Exercise directions
From the first line of the material through the line containing "fill_rule: evenodd", restate everything word for word and nothing more.

[Opening Material for this exercise section]

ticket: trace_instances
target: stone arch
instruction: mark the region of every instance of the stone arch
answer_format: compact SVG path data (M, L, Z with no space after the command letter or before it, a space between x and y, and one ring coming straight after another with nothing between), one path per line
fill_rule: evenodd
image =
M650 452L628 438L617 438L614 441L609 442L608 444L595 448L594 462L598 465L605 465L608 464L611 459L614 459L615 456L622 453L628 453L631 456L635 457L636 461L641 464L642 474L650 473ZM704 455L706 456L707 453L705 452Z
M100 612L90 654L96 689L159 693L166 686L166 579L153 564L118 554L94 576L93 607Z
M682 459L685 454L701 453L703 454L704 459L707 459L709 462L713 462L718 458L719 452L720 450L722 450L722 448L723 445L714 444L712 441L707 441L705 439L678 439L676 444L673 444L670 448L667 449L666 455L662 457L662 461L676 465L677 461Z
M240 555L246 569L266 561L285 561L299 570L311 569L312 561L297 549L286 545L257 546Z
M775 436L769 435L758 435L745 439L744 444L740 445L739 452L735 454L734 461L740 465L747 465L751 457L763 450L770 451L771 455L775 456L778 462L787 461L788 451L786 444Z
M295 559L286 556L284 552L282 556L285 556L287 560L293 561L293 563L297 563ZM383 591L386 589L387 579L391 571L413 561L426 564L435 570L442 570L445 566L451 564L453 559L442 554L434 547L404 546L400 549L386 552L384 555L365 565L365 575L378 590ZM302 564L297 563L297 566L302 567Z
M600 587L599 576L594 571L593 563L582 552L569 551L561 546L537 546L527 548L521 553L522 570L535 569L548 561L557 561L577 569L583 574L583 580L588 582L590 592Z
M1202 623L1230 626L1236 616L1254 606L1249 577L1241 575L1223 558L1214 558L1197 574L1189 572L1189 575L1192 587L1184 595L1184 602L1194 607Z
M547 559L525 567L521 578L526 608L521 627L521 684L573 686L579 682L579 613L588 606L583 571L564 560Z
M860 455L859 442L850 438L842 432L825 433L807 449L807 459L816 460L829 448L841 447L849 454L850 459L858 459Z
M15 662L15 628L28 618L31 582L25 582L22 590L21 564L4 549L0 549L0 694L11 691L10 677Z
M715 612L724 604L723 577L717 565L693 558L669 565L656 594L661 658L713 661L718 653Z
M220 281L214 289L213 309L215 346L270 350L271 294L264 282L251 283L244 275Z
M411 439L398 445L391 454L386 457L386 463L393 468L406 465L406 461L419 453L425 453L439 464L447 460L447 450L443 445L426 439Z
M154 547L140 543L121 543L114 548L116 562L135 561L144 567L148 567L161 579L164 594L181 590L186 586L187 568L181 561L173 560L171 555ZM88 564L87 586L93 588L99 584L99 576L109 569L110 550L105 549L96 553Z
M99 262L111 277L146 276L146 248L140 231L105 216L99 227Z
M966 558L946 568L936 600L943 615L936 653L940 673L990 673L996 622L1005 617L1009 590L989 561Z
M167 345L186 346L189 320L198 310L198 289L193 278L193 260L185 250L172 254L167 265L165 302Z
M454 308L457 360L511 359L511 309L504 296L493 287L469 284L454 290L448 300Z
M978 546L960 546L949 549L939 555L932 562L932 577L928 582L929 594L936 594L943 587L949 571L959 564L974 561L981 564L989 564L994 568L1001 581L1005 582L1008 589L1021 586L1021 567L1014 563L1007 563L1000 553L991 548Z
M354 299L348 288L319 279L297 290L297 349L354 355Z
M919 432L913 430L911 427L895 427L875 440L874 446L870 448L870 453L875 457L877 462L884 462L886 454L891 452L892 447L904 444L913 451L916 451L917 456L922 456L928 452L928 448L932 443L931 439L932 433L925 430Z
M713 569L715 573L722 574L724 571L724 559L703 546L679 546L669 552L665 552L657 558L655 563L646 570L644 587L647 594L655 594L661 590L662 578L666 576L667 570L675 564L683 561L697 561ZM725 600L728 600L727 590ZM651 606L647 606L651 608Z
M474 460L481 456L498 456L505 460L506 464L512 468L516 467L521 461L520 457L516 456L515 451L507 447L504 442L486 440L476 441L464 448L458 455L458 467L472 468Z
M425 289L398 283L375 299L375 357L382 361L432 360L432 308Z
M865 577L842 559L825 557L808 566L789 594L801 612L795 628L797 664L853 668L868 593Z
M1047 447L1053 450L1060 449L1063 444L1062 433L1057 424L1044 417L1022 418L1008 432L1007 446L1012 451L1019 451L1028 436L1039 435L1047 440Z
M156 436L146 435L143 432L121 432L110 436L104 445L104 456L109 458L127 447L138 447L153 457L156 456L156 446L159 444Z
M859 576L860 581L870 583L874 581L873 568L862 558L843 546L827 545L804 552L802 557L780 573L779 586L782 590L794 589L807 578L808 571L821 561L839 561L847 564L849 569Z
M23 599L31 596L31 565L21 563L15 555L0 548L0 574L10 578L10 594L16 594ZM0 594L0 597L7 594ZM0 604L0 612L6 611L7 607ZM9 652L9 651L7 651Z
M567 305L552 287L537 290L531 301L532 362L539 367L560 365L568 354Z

[Closing Material for this exercise section]

Solution for this task
ticket: trace_instances
target: stone arch
instruction: mark the region of every instance of the stone arch
answer_format: compact SVG path data (M, L, Z with no space after the command letter or before it, a space between x and y, and one ring coming straight after another with nothing between), one path per line
fill_rule: evenodd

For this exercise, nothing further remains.